LAS TAREAS
- a) Responde con base en el texto mostrado las siguientes preguntas:
(i) ¿En qué barrio creció el hombre descrito?
(ii) ¿Qué carrera emigró a estudiar a la UNAM?
(iii) ¿Qué prefirieron hacer sus amigos de la colonia en lugar de estudiar?
- b) Indica si cada afirmación coincide con el texto mostrado y cita las palabras que lo deciden:
(i) El hombre se describe a sí mismo como pacifista.
(ii) Sus contactos con la delincuencia organizada empezaron en la edad adulta.
(iii) La idea de que a veces los temas eligen a quien escribe se atribuye a Cortázar.

TEXTO MOSTRADO
═══

Amable, radiante, de risa fácil, parece casi increíble –salvo por el acento culichi– que este hombre sesentón, de modales afables, haya crecido en la cuna de la violencia y el narcotráfico en México: la col pop de Culiacán.
Ironías de la vida: de este barrio (donde el narco te escoge o tú escoges al narco), emigró para estudiar literatura en la UNAM, a él le ha tocado –metafóricamente y en sentido literario– la misma suerte. “El narco me eligió a mí. Cortázar decía que a veces tú eliges los temas y que otras los temas te eligen. Yo pienso que me eligió, porque he crecido en eso. Soy un hombre pacifista, pero tengo mucho interés por la conducta de los violentos”.
Contactos con el mundo de la delincuencia organizada los ha tenido desde su adolescencia, cuando amigos de su colonia quisieron enriquecerse pronto, prefirieron vender marihuana en lugar de estudiar, y cayeron. Material vivo para su obra, que lo ha mantenido en relación con ese ambiente, donde por sus novelas seguido tiene que tratar con sicarios y capos; incluso afirman que éstos leen su obra, y se lo hacen saber: “Oye cabrón, al ‘Mayo’ le gustó mucho tu última novela”, le han comentado en alguna ocasión.

═══

FILAS
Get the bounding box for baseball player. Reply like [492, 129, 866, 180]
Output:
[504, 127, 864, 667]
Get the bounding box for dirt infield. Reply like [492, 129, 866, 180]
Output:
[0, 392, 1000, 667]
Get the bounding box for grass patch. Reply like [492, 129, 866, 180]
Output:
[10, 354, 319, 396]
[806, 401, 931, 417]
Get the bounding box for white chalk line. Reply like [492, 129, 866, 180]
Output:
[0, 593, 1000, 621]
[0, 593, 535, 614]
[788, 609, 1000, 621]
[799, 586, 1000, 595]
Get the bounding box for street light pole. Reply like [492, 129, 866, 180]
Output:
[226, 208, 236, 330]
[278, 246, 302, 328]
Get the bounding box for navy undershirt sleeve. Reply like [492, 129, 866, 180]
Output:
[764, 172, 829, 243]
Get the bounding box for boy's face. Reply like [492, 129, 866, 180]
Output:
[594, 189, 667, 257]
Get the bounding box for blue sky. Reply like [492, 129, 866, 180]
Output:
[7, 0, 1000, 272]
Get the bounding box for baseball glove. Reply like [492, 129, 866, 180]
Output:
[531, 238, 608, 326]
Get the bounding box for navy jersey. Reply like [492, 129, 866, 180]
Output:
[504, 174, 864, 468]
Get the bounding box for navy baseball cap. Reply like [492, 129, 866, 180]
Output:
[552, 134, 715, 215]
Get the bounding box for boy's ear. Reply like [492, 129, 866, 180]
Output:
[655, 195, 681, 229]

═══

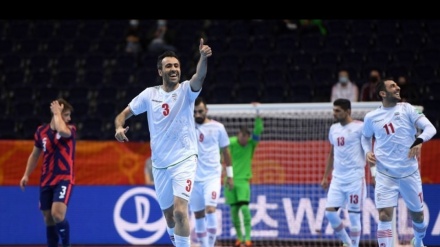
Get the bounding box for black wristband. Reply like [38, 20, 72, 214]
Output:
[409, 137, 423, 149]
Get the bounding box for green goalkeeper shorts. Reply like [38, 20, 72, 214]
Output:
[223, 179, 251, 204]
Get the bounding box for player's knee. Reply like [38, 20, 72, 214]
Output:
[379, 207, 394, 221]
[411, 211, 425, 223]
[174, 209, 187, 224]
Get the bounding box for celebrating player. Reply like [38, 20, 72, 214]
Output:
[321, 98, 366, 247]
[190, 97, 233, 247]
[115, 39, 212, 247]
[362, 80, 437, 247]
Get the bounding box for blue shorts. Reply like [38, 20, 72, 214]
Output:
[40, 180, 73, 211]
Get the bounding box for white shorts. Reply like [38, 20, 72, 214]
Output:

═══

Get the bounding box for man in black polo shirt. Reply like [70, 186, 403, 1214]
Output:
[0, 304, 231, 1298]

═══

RESPUESTAS DEL EJERCICIO
- a)
(i) En la col pop de Culiacán.
(ii) Literatura.
(iii) Vender marihuana.

- b)
(i) Sí: "Soy un hombre pacifista".
(ii) No: "Contactos con el mundo de la delincuencia organizada los ha tenido desde su adolescencia".
(iii) Sí: "Cortázar decía que a veces tú eliges los temas y que otras los temas te eligen".